● Given text:
• • • •

PACKED SOCIAL CALENDARS

No, this is not just a Philly thing: Weddings nationwide are featuring mascot appearances for a fee of up to $300 an hour. Over the past few years, some college mascots, such as Syracuse University's Otto the Orange, have become an increasingly popular guest at events from weddings and birthdays to graduation parties, the Wall Street Journal reported.

Temple University has also noted a recent increase in requests for its mascot, Hooter The Owl, to appear at off-campus events, especially weddings.

"Photos of Hooter at weddings have made their way onto social media so inquiries have been higher," spokesperson Stephen Orbanek said. "We hear from couples who either met on campus, played a sport at Temple, or have a lot of Temple alumni in attendance."

Hooter attended 42 off-campus events in the 2022-2023 school year, more than the Villanova Wildcat -- who has also seen a slight increase in requests -- and the St. Joe's Hawk. The Hawk and the Wildcat were each a guest at some 25 parties, including weddings, school visits and charity events, according to the universities' spokespeople.

Hooter's party-crashing schedule is about as packed as the social calendar of the Penn State Nittany Lion, who attended about 40 off-campus events last school year.

Universities prioritize mascot attendance at games and other on-campus or university-affiliated events, spokespeople said, so they have to turn down many fan requests due to conflicts.

PAYING THE PRICE

Over time, many universities have made their mascots more available for off-campus, non-university-affiliated events, a move that has benefited them financially, Cohen said.

"It's not a huge profit center," he said, "but it's something you weren't making money on before."

The cost of having a mascot at a private event varies.

The price tag on the the Nittany Lion's time can range from $50 to $3,500 an hour, depending on the type of event, while Villanova fans have to pay $300 an hour, plus about 50 cents per mile of travel, to have mascot Will D. Cat show up at their party, according to the universities' officials. The Hawk's hourly rate is $200, and Hooter will show up to Temple fan's weddings for $300 an hour, $100 more than his rate for other off-campus events.

The fees go toward mascot upkeep, cheerleading competition costs and other athletics expenses; student mascots are not typically compensated, as they already receive stipends or scholarships from the university.

COST EVEN MORE

If you want a pro team's mascot at your wedding, it'll likely cost even more.

• • • •

● Assignment 1:
Please explain in one to three sentences why, according to the article on college mascots, universities have to turn down many fan requests.
● Assignment 2:
In the article on college mascots, how many off-campus events did Hooter attend in the 2022-2023 school year?

(Records from a dataset)
• • • •

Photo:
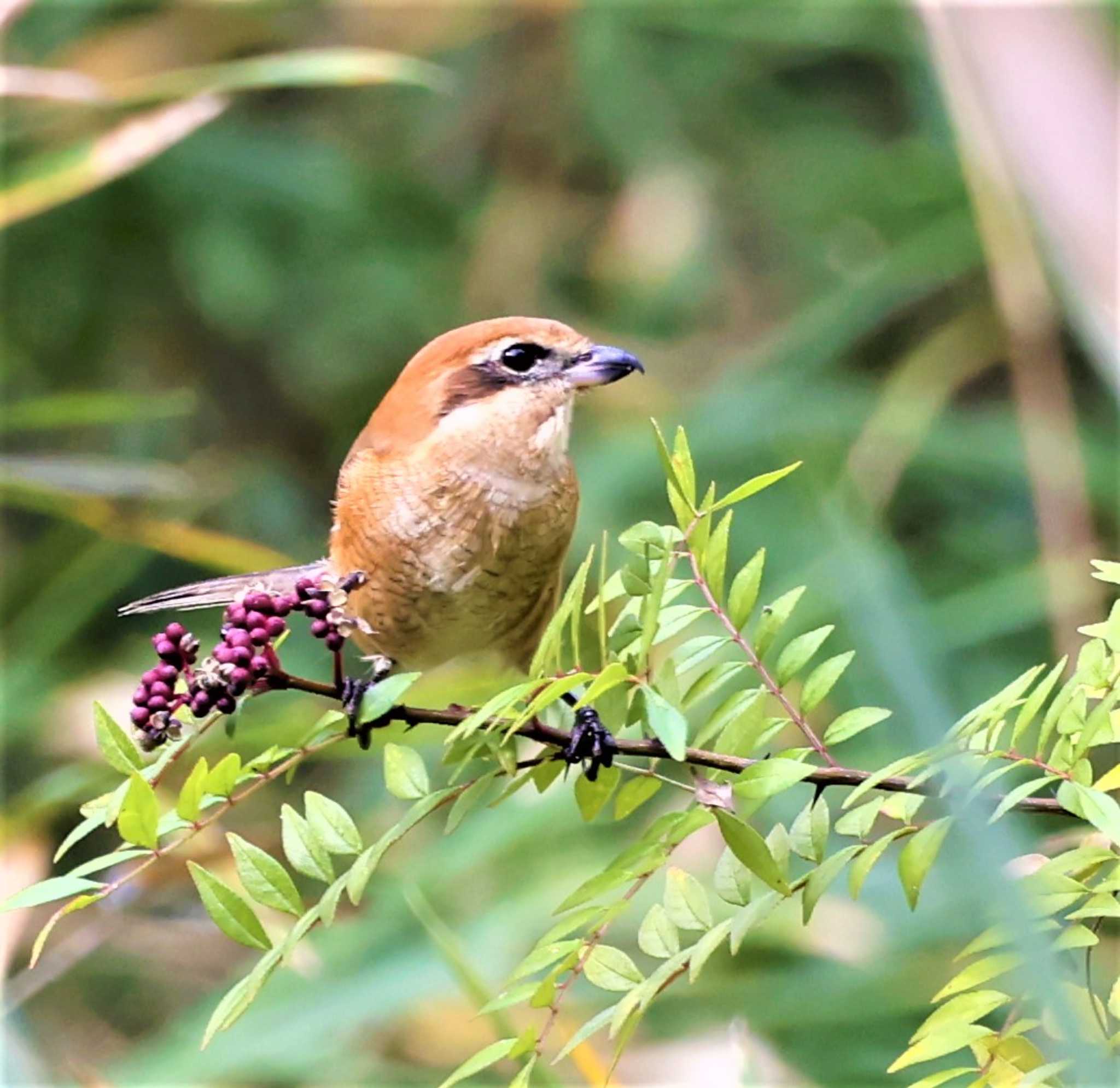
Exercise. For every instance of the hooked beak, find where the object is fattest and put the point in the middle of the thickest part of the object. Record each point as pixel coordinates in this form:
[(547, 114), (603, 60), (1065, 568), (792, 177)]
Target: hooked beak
[(600, 365)]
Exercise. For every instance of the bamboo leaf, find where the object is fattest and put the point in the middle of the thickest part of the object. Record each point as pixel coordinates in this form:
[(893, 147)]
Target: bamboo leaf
[(266, 880), (755, 485), (611, 968), (119, 751), (332, 824), (752, 850), (302, 847), (138, 821), (231, 914), (406, 775)]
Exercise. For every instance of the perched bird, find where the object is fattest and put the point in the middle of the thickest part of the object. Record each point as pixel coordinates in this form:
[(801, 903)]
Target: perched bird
[(456, 504)]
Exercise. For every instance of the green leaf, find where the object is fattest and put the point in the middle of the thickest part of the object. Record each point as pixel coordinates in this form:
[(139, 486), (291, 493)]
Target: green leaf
[(937, 1045), (732, 880), (752, 850), (119, 751), (596, 1023), (368, 861), (768, 777), (866, 861), (266, 880), (798, 654), (962, 1009), (1034, 703), (139, 817), (755, 485), (406, 775), (704, 949), (774, 617), (686, 900), (384, 695), (48, 891), (745, 589), (978, 973), (302, 846), (231, 914), (1100, 810), (191, 796), (853, 722), (469, 800), (715, 561), (86, 827), (611, 677), (332, 824), (223, 777), (591, 796), (611, 968), (919, 855), (1020, 792), (819, 879), (484, 1059), (822, 680), (79, 903), (667, 722), (658, 936)]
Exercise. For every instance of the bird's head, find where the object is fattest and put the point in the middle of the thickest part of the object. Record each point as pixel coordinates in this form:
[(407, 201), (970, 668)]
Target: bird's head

• • • •

● Written response 1:
Universities give priority to having their mascots at games and other on-campus or university-affiliated events. Because fan requests often conflict with those events, many of them have to be declined.

● Written response 2:
Hooter attended 42 off-campus events in the 2022-2023 school year.